### [Your instructions]
Would you retype, word for word, the line with "Mark each instance of the drainpipe" and every line after it through the end of the records below?

---------- Material for the task ----------

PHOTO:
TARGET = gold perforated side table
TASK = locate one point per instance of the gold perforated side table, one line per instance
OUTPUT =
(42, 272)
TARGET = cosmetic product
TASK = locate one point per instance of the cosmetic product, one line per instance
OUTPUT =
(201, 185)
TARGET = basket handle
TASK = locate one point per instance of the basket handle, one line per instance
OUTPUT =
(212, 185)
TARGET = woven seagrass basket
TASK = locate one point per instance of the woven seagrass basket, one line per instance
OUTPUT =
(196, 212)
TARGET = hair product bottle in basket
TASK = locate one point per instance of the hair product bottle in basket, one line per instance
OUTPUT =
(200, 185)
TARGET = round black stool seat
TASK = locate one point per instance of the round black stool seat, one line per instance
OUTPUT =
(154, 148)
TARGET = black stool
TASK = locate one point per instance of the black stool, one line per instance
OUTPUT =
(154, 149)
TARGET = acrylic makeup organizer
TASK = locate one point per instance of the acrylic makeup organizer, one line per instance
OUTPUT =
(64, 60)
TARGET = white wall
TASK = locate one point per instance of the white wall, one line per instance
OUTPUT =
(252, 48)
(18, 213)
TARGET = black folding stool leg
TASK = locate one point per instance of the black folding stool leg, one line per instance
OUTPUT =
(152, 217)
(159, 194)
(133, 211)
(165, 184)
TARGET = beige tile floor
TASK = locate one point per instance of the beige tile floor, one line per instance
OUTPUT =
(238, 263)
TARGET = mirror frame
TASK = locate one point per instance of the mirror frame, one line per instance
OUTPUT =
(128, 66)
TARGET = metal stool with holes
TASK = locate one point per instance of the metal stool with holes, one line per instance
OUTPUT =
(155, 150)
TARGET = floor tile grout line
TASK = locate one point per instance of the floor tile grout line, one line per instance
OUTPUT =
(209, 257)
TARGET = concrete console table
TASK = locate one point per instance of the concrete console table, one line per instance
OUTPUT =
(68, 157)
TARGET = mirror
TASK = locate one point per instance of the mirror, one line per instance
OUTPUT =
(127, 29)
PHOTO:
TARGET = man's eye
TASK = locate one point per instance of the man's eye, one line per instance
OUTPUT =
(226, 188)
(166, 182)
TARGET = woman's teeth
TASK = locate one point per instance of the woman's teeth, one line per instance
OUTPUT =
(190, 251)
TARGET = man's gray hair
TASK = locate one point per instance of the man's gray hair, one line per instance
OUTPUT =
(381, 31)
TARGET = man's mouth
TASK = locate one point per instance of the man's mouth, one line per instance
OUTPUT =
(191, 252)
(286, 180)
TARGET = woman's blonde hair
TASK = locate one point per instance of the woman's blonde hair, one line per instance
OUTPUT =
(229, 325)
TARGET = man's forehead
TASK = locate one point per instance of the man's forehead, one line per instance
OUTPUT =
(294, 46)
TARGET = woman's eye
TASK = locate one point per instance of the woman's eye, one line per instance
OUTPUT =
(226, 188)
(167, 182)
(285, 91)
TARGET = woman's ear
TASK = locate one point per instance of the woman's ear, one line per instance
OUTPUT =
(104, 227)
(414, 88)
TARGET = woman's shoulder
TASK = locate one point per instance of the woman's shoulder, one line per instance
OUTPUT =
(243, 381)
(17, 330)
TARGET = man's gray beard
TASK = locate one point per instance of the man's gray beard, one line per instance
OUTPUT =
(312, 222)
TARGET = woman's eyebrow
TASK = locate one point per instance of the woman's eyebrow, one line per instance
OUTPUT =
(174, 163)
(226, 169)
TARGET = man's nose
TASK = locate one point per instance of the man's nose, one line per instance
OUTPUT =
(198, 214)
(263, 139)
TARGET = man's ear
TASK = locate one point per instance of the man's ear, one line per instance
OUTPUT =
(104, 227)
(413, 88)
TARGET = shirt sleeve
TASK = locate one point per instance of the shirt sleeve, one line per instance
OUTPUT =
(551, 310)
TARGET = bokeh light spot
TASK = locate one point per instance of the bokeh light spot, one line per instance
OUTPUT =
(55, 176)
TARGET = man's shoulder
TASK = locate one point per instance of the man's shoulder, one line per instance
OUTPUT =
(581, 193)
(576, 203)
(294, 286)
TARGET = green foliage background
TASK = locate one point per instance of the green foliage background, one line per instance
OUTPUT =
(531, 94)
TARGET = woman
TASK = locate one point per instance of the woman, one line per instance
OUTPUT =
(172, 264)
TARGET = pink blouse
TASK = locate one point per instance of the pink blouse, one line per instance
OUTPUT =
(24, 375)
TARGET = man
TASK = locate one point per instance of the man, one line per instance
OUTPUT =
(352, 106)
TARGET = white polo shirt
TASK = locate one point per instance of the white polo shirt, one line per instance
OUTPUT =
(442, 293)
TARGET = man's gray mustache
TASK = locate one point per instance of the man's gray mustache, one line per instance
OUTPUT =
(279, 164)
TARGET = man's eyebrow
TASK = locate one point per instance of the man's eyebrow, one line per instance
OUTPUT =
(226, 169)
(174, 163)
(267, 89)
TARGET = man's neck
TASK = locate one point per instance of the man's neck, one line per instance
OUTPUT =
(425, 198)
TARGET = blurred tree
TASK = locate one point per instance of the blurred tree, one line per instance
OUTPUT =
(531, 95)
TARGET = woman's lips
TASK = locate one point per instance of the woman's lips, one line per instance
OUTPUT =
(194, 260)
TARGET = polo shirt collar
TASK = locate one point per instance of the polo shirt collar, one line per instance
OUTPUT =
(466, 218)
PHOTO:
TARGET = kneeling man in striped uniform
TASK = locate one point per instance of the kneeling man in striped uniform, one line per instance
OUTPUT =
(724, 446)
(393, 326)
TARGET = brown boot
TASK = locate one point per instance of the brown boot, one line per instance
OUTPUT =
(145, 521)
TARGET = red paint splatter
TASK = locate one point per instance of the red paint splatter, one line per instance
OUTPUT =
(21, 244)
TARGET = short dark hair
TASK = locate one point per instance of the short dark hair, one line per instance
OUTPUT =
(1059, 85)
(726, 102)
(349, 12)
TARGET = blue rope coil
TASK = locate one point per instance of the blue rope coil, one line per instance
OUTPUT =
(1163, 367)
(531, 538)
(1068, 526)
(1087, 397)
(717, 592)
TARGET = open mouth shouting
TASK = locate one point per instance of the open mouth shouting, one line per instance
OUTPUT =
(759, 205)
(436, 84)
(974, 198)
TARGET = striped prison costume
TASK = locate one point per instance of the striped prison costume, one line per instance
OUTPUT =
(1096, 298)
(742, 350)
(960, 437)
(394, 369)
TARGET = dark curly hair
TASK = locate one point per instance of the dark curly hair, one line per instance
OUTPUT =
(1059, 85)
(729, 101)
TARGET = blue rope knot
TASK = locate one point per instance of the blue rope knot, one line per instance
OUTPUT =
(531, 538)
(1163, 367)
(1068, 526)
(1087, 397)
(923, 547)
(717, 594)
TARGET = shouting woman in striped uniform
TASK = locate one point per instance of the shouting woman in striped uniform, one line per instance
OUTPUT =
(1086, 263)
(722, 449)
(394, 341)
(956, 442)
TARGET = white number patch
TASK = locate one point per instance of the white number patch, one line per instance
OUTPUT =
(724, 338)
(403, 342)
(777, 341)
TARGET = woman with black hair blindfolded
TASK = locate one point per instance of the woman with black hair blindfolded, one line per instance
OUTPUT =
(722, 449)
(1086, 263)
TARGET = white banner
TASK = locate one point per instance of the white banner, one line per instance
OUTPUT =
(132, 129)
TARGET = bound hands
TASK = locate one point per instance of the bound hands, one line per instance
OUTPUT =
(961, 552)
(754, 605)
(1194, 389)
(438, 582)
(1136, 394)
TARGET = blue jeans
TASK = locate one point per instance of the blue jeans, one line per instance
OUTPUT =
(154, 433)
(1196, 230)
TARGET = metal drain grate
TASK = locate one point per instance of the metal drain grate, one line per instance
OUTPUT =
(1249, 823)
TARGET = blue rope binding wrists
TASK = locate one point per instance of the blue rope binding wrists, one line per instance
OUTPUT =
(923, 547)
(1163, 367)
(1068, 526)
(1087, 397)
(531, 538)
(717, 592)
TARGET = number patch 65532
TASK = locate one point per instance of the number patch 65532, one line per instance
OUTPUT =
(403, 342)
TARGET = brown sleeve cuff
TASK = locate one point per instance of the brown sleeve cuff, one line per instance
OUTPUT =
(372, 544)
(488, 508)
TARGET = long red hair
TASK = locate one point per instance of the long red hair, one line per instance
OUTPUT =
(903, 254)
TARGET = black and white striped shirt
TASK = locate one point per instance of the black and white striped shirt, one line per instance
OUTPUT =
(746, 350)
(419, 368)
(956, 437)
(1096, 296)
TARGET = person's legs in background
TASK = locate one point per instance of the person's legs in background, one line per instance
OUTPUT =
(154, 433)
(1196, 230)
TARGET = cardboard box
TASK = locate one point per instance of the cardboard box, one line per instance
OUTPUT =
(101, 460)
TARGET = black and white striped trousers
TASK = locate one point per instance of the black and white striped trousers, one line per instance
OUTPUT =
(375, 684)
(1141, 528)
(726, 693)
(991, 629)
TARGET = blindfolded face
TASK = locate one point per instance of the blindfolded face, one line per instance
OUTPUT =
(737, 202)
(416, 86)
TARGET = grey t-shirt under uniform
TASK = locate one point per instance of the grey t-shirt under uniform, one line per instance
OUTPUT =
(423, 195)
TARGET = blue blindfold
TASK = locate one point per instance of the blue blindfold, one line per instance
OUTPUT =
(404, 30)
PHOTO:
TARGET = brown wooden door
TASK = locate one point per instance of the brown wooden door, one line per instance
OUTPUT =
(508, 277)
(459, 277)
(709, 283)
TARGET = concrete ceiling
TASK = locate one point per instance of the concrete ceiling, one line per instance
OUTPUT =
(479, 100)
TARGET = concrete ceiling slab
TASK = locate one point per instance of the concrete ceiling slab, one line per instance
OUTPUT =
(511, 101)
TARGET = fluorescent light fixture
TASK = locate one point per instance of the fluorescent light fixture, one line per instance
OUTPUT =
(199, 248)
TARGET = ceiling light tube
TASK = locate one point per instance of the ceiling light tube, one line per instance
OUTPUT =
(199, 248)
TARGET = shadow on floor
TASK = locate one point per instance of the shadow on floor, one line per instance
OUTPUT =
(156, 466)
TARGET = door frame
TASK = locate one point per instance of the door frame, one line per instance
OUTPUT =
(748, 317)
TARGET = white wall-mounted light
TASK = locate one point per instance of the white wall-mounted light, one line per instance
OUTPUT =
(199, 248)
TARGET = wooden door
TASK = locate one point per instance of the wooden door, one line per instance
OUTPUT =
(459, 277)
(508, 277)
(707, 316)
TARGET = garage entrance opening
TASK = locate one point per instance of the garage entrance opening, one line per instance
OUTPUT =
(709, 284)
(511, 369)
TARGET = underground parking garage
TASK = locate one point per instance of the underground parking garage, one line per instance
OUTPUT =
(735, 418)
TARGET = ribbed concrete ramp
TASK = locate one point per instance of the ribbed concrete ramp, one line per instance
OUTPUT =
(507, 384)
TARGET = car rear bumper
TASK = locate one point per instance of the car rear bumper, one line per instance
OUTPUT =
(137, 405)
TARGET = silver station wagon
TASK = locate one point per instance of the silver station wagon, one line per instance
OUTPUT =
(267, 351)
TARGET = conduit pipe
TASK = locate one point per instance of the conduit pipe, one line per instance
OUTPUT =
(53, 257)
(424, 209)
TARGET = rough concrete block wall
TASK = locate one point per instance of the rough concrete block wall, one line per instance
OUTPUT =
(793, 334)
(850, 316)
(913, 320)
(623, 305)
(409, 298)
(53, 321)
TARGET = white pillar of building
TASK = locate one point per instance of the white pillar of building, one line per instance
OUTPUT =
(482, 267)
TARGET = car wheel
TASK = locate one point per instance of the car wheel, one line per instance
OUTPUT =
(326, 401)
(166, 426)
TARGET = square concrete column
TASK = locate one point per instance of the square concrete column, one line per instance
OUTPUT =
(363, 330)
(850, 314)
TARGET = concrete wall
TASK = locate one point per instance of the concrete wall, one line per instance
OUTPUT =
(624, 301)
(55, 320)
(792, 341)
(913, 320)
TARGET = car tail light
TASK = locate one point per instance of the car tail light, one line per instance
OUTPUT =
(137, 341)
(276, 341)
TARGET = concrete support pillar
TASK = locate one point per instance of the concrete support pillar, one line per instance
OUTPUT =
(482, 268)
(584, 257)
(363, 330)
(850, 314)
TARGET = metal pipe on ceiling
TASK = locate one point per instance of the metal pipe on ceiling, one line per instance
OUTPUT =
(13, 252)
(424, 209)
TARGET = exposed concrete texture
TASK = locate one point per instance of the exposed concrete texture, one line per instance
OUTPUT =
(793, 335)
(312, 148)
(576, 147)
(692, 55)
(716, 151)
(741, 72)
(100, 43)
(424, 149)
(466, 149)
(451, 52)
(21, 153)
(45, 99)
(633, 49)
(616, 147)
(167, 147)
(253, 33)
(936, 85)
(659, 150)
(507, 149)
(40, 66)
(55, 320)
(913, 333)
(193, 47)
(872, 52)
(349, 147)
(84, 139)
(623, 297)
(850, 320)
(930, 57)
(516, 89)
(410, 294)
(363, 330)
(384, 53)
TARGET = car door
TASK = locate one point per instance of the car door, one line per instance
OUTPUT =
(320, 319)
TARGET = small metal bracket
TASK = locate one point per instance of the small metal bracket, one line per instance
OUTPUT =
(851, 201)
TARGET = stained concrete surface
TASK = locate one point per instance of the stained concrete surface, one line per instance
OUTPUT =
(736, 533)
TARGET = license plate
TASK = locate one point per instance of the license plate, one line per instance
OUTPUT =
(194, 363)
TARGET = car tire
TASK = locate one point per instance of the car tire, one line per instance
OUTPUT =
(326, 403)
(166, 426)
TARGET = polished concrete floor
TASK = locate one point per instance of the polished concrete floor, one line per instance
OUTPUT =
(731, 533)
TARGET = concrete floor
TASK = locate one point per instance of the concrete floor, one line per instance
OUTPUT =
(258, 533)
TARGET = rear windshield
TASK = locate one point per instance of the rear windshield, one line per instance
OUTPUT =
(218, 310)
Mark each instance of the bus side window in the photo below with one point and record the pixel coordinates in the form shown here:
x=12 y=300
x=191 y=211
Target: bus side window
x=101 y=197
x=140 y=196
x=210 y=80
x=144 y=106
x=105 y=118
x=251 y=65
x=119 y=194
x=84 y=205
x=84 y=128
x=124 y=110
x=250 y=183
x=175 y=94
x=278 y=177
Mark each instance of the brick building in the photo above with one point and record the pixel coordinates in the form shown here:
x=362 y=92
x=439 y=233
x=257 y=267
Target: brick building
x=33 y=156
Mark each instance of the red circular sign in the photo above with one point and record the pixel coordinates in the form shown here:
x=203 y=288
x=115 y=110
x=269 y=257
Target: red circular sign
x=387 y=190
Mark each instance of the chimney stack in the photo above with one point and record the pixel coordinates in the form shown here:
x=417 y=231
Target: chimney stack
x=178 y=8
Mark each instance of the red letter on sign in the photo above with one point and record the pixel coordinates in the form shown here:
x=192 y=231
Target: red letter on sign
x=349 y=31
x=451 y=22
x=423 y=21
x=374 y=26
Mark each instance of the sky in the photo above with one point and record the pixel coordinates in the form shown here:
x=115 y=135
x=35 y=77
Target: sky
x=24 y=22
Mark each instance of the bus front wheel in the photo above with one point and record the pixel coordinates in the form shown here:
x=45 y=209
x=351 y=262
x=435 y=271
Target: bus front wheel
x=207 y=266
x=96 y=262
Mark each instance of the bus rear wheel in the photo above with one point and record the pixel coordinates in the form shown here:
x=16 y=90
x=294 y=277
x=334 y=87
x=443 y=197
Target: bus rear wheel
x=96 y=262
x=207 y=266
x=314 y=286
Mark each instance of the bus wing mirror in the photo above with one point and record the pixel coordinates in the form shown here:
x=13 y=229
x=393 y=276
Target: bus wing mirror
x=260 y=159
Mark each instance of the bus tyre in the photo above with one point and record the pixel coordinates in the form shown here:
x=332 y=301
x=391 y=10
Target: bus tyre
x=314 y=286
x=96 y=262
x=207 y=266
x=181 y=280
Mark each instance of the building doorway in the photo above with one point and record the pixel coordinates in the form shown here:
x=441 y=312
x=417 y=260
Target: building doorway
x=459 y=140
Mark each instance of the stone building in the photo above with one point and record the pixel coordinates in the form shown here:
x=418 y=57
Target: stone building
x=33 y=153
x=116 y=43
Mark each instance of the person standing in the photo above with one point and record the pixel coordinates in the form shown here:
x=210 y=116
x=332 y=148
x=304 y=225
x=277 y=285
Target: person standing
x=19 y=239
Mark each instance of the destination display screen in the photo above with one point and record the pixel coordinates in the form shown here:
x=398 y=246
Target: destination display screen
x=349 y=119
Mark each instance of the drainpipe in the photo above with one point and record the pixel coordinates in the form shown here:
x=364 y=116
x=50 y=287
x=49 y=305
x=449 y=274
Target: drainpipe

----------

### [Output]
Mark each instance of the drainpipe in the photo above with one point and record the pixel coordinates in the form shown here:
x=364 y=116
x=50 y=287
x=49 y=305
x=449 y=274
Target: drainpipe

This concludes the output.